*WHAT IS BEING ASKED*
Count the lines in the entries below that contain the string "running". Reply with the number alone.

==== PROVIDED MATERIAL ====

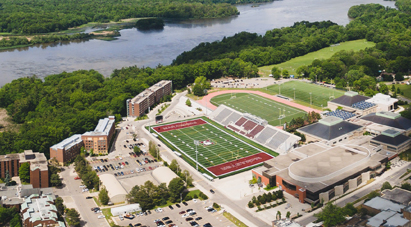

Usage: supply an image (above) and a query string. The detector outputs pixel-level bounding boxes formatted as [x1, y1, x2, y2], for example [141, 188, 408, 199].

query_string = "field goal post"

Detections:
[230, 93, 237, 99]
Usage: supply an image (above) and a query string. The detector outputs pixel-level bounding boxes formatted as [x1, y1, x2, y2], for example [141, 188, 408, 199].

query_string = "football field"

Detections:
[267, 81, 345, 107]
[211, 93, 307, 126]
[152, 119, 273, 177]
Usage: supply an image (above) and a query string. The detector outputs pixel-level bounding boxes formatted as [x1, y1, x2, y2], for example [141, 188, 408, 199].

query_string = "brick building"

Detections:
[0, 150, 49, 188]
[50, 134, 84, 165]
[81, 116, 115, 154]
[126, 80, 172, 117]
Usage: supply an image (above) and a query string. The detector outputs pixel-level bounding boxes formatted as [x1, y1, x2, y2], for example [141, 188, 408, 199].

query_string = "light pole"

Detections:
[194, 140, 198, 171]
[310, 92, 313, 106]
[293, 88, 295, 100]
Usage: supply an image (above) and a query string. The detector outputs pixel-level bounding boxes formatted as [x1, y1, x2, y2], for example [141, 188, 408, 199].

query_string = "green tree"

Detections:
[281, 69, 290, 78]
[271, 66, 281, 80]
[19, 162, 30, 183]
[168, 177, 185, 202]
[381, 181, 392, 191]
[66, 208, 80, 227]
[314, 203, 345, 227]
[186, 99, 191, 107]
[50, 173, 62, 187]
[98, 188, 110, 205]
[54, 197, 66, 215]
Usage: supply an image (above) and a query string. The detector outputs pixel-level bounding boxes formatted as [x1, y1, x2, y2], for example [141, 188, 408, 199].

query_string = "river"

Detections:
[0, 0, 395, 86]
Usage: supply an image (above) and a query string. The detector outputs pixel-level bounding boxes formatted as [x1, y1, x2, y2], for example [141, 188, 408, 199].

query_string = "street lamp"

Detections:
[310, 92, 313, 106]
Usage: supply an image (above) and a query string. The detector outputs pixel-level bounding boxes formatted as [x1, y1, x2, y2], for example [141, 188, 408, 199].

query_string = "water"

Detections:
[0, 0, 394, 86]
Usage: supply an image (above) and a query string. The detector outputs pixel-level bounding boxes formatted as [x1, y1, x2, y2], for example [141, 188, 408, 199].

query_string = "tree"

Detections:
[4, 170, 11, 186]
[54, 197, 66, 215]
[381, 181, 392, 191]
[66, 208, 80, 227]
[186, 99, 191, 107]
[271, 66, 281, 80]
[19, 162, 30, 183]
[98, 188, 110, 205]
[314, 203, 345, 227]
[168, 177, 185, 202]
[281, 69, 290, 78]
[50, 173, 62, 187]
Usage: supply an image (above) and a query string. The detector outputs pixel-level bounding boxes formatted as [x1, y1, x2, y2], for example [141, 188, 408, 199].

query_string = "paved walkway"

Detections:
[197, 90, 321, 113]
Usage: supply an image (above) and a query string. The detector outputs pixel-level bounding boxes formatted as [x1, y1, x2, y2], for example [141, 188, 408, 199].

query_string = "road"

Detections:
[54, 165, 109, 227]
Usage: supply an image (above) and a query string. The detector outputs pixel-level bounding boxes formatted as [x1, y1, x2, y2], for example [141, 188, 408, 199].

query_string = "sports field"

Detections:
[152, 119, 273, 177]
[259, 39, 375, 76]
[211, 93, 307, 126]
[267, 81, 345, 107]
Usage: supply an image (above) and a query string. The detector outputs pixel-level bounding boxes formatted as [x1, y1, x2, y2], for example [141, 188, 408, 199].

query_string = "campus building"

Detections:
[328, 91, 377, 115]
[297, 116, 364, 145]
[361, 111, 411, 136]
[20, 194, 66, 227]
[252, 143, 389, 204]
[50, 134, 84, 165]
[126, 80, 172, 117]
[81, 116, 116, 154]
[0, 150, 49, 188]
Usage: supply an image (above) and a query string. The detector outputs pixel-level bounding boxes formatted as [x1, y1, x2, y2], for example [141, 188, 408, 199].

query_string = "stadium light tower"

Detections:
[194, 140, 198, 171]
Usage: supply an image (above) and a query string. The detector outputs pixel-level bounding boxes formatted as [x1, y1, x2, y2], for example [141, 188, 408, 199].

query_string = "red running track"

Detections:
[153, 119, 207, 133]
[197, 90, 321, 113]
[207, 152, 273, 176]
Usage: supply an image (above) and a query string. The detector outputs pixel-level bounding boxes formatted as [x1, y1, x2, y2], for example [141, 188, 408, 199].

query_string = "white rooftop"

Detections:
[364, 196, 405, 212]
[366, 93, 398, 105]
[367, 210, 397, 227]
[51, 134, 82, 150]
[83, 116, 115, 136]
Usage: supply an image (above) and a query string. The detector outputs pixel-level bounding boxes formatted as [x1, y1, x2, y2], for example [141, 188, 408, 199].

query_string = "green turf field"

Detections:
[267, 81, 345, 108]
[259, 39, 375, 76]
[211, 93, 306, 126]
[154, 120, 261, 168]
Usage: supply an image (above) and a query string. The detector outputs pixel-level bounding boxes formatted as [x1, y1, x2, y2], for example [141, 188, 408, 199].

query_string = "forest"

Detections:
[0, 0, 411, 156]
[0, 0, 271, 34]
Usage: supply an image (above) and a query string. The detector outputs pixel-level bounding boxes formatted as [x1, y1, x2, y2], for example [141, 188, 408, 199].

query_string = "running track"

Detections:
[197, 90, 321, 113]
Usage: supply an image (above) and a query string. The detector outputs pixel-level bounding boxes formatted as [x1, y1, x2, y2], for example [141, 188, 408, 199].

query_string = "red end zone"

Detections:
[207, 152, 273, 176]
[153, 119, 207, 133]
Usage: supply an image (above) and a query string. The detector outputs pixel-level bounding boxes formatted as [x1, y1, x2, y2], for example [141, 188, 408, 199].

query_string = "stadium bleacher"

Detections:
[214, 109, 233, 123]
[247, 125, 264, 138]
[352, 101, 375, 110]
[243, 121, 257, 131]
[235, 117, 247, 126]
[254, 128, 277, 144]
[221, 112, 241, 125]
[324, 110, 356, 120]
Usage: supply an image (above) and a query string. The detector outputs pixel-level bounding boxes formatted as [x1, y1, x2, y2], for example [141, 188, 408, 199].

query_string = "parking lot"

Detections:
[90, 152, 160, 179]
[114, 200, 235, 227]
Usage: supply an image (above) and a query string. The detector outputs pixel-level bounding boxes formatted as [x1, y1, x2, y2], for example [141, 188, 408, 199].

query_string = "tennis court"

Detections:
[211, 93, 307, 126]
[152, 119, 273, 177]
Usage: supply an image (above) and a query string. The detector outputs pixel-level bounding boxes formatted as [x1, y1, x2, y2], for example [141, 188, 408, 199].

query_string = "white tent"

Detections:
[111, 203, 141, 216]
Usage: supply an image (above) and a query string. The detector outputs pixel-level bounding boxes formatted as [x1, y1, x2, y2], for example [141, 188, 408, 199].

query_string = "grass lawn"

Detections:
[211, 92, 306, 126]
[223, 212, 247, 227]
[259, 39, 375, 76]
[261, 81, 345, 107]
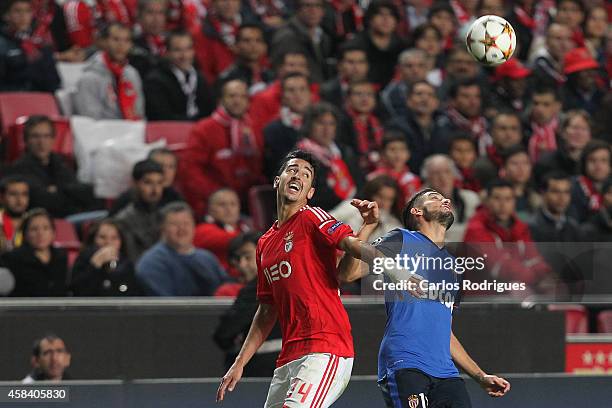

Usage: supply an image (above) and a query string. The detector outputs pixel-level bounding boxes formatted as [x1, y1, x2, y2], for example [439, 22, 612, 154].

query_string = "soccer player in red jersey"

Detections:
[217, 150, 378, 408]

====

*SOLVED PROBLEM*
2